### Saved entries
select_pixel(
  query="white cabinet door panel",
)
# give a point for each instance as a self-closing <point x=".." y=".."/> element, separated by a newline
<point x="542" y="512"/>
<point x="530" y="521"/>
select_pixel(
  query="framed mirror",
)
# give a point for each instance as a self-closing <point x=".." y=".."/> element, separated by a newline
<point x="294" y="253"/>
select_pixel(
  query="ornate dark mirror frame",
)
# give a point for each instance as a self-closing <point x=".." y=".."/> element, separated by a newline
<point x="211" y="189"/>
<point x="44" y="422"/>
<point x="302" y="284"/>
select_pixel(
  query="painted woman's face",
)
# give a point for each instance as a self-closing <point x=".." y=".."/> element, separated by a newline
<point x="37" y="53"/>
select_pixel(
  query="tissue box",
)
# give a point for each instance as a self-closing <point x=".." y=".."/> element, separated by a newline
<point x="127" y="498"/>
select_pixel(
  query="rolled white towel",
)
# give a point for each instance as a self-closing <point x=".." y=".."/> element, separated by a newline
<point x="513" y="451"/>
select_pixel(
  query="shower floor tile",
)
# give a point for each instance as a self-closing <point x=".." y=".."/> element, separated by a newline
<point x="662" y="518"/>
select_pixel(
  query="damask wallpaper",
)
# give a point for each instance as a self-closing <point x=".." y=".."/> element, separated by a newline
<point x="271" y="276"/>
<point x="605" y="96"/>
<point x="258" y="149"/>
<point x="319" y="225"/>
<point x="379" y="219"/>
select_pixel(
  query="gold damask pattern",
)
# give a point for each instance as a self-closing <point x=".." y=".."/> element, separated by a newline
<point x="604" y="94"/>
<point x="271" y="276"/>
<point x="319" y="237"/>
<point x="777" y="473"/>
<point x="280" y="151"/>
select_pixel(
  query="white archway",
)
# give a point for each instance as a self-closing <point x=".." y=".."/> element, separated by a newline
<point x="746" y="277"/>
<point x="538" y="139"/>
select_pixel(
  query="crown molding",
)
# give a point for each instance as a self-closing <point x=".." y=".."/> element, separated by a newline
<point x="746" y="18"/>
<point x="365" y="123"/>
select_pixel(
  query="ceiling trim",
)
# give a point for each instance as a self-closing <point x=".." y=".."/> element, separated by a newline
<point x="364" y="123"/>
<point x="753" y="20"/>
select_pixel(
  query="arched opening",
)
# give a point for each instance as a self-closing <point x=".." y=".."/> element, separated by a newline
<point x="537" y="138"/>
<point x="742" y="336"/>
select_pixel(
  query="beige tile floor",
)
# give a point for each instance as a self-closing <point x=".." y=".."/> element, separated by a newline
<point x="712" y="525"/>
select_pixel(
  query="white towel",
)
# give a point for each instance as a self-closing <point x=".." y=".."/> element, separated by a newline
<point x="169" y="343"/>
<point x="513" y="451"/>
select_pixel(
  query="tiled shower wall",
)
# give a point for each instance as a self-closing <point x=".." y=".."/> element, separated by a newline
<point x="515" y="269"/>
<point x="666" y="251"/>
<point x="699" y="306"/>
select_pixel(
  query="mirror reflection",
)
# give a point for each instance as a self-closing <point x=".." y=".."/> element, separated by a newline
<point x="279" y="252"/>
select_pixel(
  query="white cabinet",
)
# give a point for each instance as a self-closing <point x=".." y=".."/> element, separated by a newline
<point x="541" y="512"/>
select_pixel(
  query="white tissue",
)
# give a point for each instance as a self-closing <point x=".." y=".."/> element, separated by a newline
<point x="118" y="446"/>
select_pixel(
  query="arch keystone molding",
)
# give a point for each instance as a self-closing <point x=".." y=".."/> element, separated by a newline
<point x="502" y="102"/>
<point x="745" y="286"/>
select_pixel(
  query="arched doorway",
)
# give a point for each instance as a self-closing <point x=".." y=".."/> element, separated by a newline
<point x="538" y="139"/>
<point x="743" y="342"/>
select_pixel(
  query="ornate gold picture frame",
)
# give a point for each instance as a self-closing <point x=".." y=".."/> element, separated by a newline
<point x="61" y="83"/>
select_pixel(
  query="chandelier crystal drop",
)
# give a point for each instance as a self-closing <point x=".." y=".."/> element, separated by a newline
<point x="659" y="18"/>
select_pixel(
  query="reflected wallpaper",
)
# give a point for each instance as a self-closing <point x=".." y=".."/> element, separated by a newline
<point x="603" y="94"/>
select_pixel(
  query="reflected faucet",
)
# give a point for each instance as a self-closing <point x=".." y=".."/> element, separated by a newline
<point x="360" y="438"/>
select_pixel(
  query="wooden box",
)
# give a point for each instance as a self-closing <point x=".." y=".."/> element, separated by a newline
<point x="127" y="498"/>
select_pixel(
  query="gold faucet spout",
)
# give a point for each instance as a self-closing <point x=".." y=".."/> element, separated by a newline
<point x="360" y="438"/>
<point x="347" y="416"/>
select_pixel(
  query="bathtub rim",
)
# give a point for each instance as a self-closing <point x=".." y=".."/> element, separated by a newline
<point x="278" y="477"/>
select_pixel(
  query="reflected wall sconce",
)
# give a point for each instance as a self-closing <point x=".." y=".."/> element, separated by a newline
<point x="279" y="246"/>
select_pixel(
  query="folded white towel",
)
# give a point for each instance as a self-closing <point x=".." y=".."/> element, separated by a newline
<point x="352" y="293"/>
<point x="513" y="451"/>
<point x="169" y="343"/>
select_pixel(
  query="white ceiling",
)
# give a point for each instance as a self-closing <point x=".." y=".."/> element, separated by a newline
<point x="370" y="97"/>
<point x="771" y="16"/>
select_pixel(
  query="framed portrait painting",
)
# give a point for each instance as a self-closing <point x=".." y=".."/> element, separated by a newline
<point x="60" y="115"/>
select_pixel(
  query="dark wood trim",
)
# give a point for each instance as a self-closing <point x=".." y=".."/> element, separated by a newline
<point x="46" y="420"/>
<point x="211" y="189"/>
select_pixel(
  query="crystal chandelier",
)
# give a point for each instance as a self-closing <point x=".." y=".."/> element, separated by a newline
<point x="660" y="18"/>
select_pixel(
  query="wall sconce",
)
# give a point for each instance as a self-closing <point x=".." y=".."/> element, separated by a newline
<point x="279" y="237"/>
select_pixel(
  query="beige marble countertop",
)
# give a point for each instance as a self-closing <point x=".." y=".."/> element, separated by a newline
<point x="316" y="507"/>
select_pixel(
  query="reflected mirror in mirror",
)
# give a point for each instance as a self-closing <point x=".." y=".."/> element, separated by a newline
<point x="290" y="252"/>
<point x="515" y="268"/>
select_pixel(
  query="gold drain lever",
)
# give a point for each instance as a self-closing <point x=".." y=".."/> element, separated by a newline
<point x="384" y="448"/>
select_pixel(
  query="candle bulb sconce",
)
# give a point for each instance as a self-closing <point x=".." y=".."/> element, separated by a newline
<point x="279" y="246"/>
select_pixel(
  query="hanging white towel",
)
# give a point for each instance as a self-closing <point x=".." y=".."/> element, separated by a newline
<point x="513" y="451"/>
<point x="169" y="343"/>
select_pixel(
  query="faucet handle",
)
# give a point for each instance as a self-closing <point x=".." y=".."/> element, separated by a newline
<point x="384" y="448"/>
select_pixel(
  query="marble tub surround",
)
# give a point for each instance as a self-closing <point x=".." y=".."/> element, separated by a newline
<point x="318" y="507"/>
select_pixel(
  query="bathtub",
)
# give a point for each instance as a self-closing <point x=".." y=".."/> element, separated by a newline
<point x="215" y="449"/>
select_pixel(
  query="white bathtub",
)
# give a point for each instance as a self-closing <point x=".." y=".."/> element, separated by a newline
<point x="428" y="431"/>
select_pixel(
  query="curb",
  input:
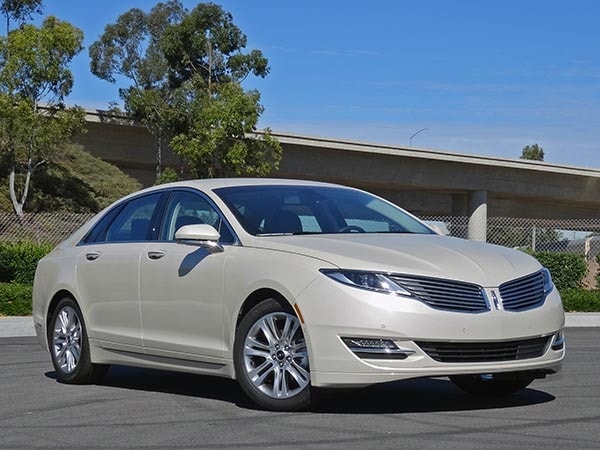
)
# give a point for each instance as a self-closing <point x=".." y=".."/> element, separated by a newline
<point x="23" y="326"/>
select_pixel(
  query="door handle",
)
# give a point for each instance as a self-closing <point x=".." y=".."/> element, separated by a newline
<point x="92" y="256"/>
<point x="156" y="254"/>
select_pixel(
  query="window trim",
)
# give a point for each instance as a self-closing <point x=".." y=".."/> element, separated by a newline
<point x="224" y="221"/>
<point x="116" y="211"/>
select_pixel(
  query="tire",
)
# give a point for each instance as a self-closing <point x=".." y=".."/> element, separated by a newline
<point x="69" y="346"/>
<point x="494" y="385"/>
<point x="271" y="359"/>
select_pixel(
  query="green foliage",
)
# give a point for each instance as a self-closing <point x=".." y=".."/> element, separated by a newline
<point x="168" y="175"/>
<point x="15" y="299"/>
<point x="186" y="69"/>
<point x="567" y="269"/>
<point x="34" y="70"/>
<point x="533" y="152"/>
<point x="581" y="300"/>
<point x="19" y="10"/>
<point x="218" y="142"/>
<point x="130" y="48"/>
<point x="18" y="261"/>
<point x="74" y="181"/>
<point x="206" y="48"/>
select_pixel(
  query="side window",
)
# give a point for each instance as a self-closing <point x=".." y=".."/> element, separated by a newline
<point x="98" y="233"/>
<point x="134" y="220"/>
<point x="187" y="208"/>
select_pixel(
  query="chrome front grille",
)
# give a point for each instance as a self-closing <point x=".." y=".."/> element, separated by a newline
<point x="442" y="294"/>
<point x="523" y="293"/>
<point x="474" y="352"/>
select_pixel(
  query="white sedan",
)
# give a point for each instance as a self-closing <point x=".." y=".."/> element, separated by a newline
<point x="286" y="285"/>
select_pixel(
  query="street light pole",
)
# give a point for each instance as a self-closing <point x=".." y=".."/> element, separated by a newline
<point x="410" y="139"/>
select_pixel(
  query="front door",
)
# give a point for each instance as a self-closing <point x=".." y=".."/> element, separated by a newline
<point x="182" y="286"/>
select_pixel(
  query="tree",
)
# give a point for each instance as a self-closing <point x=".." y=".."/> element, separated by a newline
<point x="34" y="79"/>
<point x="19" y="10"/>
<point x="218" y="118"/>
<point x="130" y="48"/>
<point x="533" y="152"/>
<point x="187" y="69"/>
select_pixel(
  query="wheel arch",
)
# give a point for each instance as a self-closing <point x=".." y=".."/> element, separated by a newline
<point x="56" y="298"/>
<point x="258" y="296"/>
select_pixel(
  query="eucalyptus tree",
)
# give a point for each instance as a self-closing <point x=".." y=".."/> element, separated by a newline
<point x="34" y="80"/>
<point x="186" y="70"/>
<point x="217" y="121"/>
<point x="533" y="152"/>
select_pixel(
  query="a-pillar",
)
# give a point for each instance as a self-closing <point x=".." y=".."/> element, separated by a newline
<point x="477" y="211"/>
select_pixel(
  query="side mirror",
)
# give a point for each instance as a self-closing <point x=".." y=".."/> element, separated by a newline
<point x="439" y="227"/>
<point x="201" y="235"/>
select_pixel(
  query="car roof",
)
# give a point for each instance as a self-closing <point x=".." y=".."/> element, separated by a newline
<point x="216" y="183"/>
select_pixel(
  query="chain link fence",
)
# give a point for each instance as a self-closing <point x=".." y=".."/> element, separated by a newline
<point x="40" y="227"/>
<point x="578" y="236"/>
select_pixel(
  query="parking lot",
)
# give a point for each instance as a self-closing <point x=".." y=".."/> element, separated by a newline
<point x="147" y="409"/>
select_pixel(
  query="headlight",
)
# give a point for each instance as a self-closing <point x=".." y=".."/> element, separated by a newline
<point x="548" y="284"/>
<point x="370" y="281"/>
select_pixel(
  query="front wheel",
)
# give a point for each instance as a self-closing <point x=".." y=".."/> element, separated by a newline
<point x="271" y="359"/>
<point x="492" y="385"/>
<point x="69" y="346"/>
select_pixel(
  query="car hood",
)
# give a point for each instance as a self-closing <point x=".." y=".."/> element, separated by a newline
<point x="427" y="255"/>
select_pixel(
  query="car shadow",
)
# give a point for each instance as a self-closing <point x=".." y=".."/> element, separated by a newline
<point x="422" y="395"/>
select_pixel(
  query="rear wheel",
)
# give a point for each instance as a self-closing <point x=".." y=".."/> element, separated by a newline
<point x="492" y="385"/>
<point x="271" y="358"/>
<point x="69" y="346"/>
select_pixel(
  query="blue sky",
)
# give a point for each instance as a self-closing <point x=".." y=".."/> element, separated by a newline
<point x="483" y="77"/>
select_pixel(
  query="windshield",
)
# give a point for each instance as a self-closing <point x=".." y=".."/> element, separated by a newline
<point x="282" y="210"/>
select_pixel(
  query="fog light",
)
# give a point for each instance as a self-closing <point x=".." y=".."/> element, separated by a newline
<point x="376" y="348"/>
<point x="558" y="342"/>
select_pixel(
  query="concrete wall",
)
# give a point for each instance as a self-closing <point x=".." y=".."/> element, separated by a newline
<point x="424" y="182"/>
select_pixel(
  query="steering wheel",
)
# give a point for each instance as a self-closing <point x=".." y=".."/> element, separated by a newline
<point x="351" y="228"/>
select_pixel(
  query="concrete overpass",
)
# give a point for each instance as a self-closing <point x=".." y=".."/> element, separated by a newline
<point x="425" y="182"/>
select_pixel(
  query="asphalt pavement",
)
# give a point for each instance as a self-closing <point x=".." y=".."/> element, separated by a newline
<point x="150" y="409"/>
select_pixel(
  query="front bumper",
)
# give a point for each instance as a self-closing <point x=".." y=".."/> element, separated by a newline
<point x="332" y="312"/>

### WORK TASK
Using the data above, tally each line in which "wheel" appears and give the number with no other words.

### REPLY TO THE EXERCISE
4